Image point grounding data:
__________________________________________________

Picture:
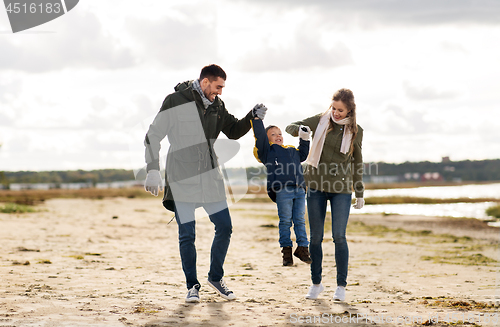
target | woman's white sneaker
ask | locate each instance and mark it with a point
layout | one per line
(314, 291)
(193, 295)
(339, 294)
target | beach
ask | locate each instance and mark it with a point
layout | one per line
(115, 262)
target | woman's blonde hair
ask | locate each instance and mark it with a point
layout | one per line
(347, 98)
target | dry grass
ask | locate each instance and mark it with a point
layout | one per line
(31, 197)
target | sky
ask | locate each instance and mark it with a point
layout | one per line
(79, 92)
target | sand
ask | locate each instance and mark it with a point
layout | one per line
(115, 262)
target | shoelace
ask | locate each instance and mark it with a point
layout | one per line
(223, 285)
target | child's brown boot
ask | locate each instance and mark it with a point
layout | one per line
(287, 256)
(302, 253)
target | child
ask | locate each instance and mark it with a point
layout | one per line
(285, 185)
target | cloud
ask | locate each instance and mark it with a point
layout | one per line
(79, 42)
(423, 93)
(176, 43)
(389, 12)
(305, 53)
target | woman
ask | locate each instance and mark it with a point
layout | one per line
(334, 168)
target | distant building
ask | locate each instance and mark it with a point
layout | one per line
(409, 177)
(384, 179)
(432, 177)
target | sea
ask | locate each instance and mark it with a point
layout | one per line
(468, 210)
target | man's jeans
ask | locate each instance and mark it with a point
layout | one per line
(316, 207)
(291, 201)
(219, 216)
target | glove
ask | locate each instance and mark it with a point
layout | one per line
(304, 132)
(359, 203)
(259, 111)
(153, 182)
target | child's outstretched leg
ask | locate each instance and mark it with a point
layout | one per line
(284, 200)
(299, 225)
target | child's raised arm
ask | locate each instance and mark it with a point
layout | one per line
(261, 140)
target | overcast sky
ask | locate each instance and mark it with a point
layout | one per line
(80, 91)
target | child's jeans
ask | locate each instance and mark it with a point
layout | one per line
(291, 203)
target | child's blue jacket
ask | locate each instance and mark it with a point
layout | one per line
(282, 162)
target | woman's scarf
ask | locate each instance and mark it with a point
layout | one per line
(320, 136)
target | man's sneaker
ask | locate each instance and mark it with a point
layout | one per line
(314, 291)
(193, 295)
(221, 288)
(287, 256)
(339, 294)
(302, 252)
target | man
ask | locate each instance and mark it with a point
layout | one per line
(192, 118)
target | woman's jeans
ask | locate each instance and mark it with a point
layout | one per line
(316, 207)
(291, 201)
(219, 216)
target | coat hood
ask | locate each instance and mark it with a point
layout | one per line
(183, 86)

__________________________________________________

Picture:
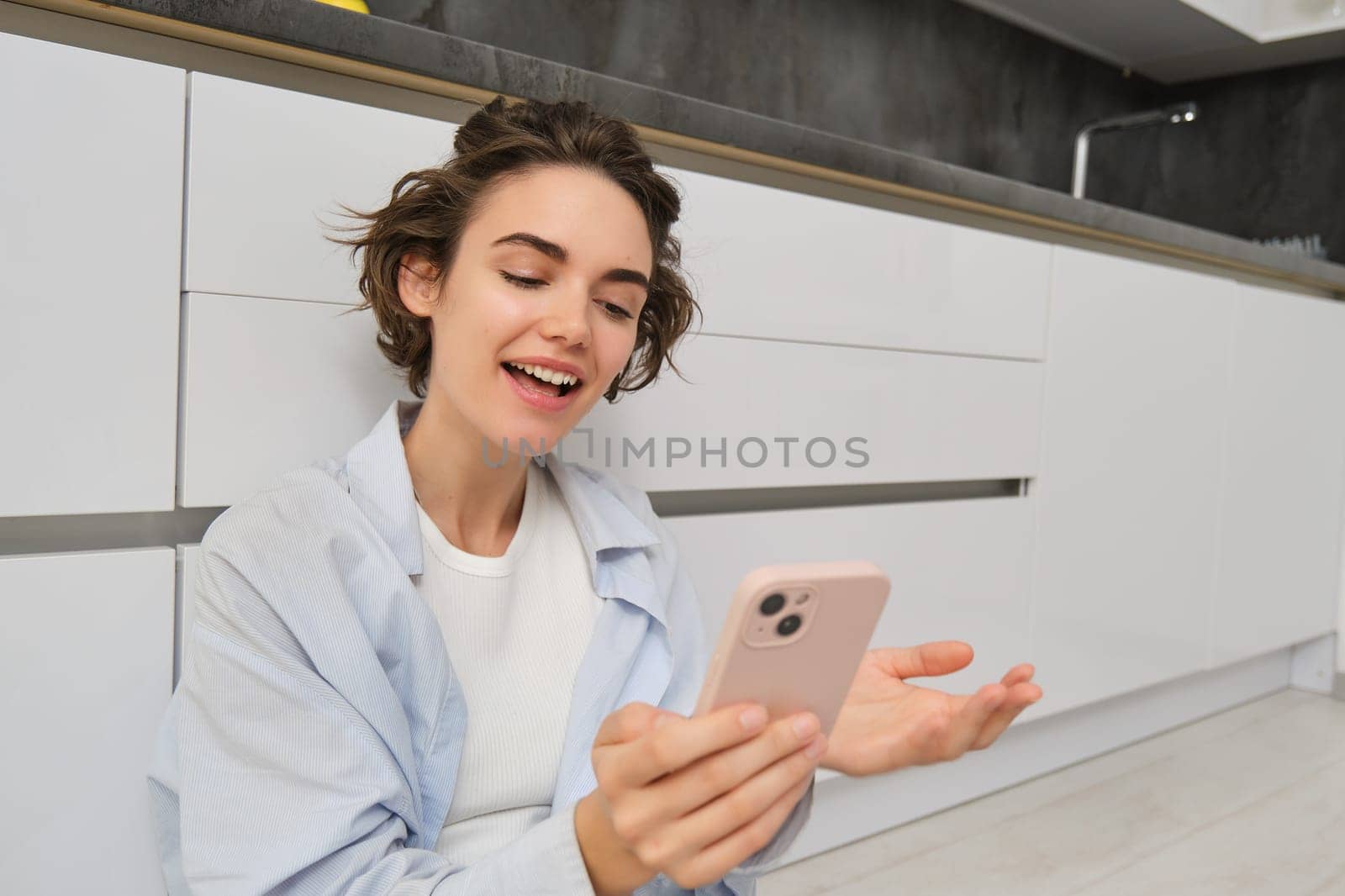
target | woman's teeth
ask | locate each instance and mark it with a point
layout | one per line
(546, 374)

__________________________________________________

Instructions for the task: Note every line of the records that holds the word "child", and copy it.

Task result:
target | child's brown boot
target | child
target | child's outstretched leg
target | child's raised arm
target | child's jeans
target | child's blue jacket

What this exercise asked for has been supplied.